** DO THIS **
Without the pictures, return each record as it appears.

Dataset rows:
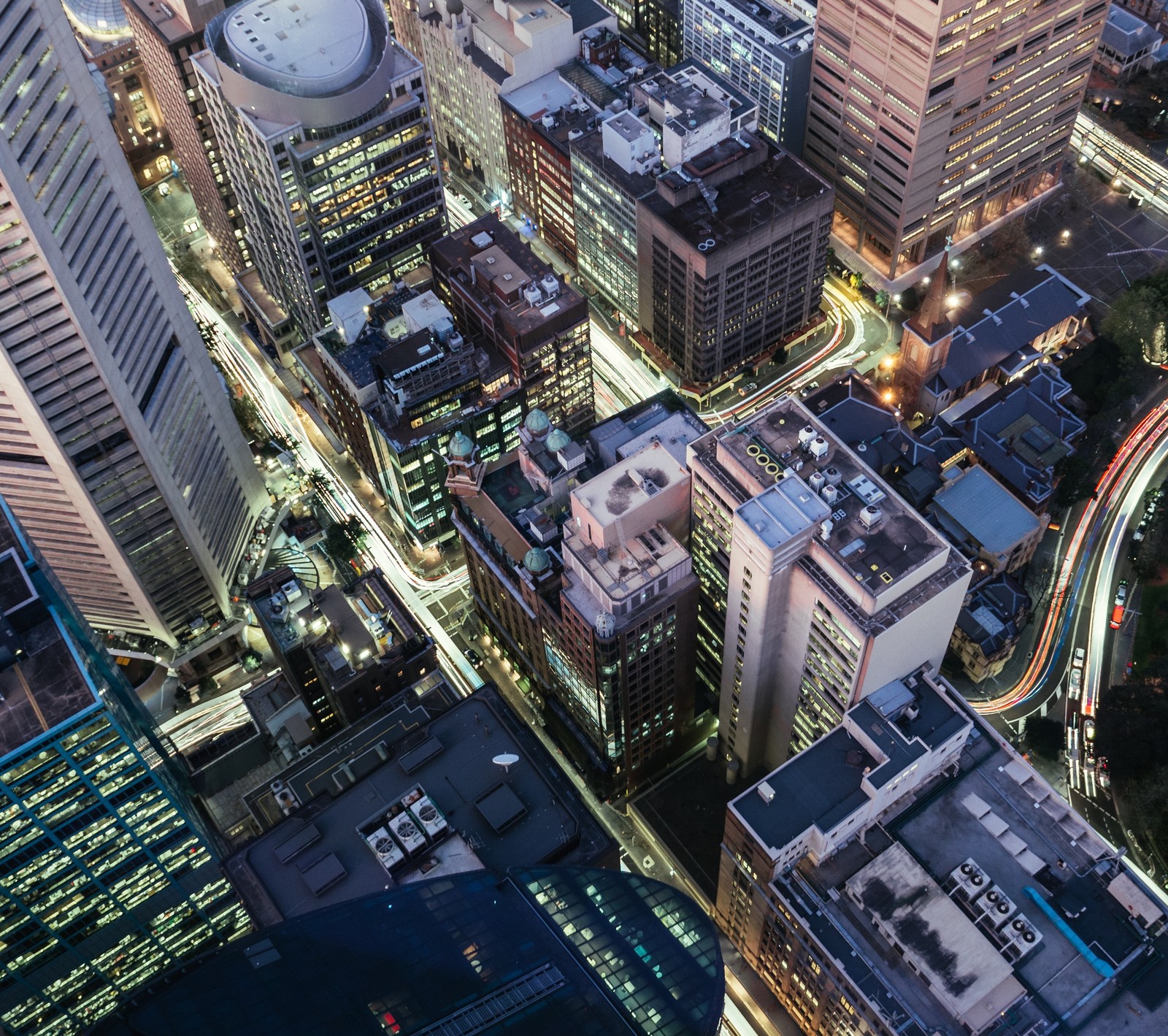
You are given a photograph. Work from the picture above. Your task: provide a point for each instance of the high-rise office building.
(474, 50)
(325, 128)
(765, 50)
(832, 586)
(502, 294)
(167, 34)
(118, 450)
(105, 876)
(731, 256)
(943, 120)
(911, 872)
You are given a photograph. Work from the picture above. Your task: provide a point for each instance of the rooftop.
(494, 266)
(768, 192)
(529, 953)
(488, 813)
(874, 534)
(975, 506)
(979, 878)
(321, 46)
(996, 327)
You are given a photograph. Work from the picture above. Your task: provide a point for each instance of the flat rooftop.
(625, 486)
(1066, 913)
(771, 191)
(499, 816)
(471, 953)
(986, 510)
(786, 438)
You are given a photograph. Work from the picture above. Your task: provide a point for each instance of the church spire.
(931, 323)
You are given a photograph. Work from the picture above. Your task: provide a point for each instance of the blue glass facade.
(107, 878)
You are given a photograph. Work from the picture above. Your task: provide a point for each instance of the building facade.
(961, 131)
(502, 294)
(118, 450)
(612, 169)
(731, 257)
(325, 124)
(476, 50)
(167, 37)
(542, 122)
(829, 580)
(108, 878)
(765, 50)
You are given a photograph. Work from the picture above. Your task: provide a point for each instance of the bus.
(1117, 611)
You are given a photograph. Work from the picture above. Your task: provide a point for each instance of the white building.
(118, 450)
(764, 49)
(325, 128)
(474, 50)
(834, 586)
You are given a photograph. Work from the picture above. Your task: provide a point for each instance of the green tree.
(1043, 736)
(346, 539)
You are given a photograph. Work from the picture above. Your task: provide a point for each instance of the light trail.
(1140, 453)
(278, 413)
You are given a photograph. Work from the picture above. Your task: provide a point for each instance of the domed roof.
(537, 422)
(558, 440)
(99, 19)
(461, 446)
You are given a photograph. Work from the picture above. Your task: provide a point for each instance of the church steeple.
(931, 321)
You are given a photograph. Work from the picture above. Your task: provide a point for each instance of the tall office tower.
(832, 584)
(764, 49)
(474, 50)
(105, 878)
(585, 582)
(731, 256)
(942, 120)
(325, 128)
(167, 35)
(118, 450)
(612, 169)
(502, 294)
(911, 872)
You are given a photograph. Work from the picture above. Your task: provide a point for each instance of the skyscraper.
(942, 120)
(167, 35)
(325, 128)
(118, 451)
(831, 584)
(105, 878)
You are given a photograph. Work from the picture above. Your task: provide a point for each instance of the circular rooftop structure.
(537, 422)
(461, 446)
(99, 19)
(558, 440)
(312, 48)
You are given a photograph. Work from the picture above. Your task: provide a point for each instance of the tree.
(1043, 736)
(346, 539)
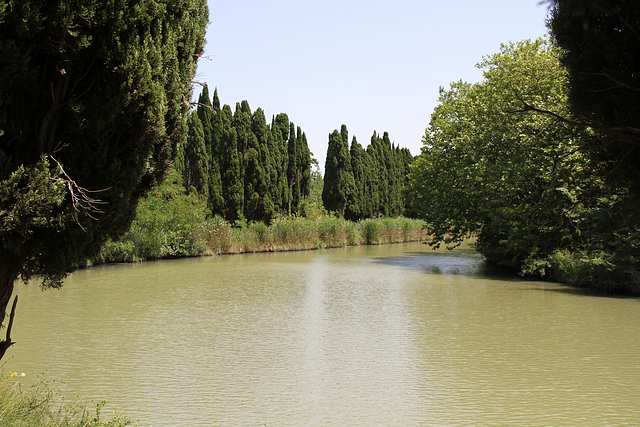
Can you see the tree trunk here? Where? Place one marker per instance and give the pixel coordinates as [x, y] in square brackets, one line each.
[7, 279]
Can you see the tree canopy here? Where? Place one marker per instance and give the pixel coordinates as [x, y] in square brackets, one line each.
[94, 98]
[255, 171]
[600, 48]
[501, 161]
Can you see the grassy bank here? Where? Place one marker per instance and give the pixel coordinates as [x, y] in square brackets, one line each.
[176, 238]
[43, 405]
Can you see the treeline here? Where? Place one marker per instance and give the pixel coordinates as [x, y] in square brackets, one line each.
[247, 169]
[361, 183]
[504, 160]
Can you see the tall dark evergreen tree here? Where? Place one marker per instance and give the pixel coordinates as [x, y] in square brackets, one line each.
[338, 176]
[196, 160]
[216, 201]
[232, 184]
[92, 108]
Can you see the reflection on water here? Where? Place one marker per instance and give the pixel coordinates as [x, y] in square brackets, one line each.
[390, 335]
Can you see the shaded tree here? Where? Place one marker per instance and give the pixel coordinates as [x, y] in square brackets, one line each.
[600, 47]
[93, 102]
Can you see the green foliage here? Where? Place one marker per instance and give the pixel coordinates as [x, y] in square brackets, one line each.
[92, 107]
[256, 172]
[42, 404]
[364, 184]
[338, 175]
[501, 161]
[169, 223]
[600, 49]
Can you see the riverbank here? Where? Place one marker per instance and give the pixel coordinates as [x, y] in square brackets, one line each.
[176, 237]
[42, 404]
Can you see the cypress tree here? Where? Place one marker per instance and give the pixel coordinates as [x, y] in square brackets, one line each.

** ANSWER IN FULL **
You are given a photograph. Work from the picture above. Your task: provide a point for each instance of the high-rise office building.
(474, 50)
(325, 128)
(765, 50)
(832, 586)
(502, 294)
(167, 34)
(118, 450)
(105, 876)
(731, 256)
(943, 120)
(911, 872)
You are given a photograph. Work from the picture above. Your task: provide a point for each instance of the rooftop.
(494, 266)
(768, 192)
(529, 953)
(488, 813)
(874, 534)
(975, 506)
(979, 878)
(321, 46)
(996, 327)
You are given a photograph. Work from the picture above. Your task: provide a point for each instance of the flat rooftop.
(625, 486)
(1066, 913)
(771, 191)
(499, 816)
(471, 953)
(986, 510)
(786, 438)
You are given a photograph. Work from the picture above. Your task: provide a point for each instance of the church spire.
(931, 323)
You are given a photograph. Work from the picture above. Your task: provide a point for each instance of the blue glass facade.
(107, 878)
You are given a photograph. Work from the picture above. Your task: provide a point for each instance of the building facade.
(961, 131)
(502, 294)
(118, 450)
(612, 169)
(731, 257)
(325, 124)
(476, 50)
(167, 37)
(542, 122)
(829, 580)
(108, 878)
(765, 50)
You are given a photograph. Work from the picture above. Your task: provide a point for each instance of the bus.
(1117, 611)
You are given a photograph. Work from the picture above. Your task: provide a point for each instance of the white building.
(118, 450)
(764, 49)
(325, 128)
(474, 50)
(834, 586)
You are given a photograph. Work from the picture above. Your task: provide a point for each instance of the green tree.
(1043, 736)
(346, 539)
You are given a photograph. Work from the picture above. Your task: provide a point for each instance of the light trail.
(1140, 453)
(278, 413)
You are given a photograph. Work from the picture above. Your task: provide a point for each instance of the domed roof.
(537, 422)
(558, 440)
(99, 19)
(461, 446)
You are given a photograph. Work from the picture above. Your task: provide a point for each instance of the church steeple.
(931, 321)
You are given a photograph. Work from the picture above. Your task: provide a point for each instance of the tall office tower.
(832, 584)
(764, 49)
(474, 50)
(105, 878)
(585, 582)
(731, 256)
(942, 120)
(325, 128)
(167, 35)
(118, 450)
(612, 169)
(502, 294)
(911, 872)
You are given a photograph. Work from the picture above. Your task: provide a point for each instance of the skyscraper.
(942, 120)
(167, 35)
(325, 128)
(118, 451)
(831, 584)
(105, 878)
You are given a photograph. Work from the picture above. Your task: provide a point for each instance of the circular rooftop structure.
(537, 422)
(461, 446)
(99, 19)
(558, 440)
(312, 48)
You are given a photograph. Work from the picture above. Your task: provide a point for each instance of the tree.
(1043, 736)
(346, 539)
Can you see the tree trunk here? Where? Place one marker per instance and give the pixel coordinates as [x, y] in square brackets, one line each.
[7, 279]
Can you see the tree canopy here? Where? Place one marker per instance and give the pixel coordinates as [x, y] in square brackets, one line each.
[94, 98]
[255, 171]
[600, 48]
[501, 161]
Can you see the grassy bank here? Where? Place one marker per instance and give the pixel coordinates as [x, y] in square brackets, one line each.
[176, 238]
[43, 405]
Can you see the treeline here? Where? Place one marker per instance and give the pixel coordinates as [x, y] in square brackets, one line each.
[247, 169]
[361, 183]
[504, 160]
Can you see the tall dark evergreen tree here? Where? Place one marker per instance and give the pixel coordinates as [x, y] in square brackets, one line each.
[338, 176]
[196, 160]
[216, 201]
[232, 184]
[92, 108]
Can you see the reflection on water here? Where? Place one marker per instance and give the pixel coordinates as [x, y] in square brackets, one line each.
[390, 335]
Can you see the shaded tree here? Where? Place one marker per instance and give the pixel coordinates as [x, y] in square brackets, one line each.
[600, 47]
[93, 102]
Can you see the green foliage here? Where? Place one marker per instance and give the pixel coordinates as [x, y] in square brackets, one line each.
[92, 107]
[256, 172]
[42, 404]
[364, 184]
[338, 175]
[501, 161]
[169, 223]
[600, 49]
Can you see the riverbank here? Where? Place one marker per instance and give the pixel coordinates as [x, y] in square brackets, one line each.
[176, 237]
[42, 404]
Can you see the cypress tree here? Where? Place one marker per instance and give the pixel coordinates as [x, y] in square brackets, one line each.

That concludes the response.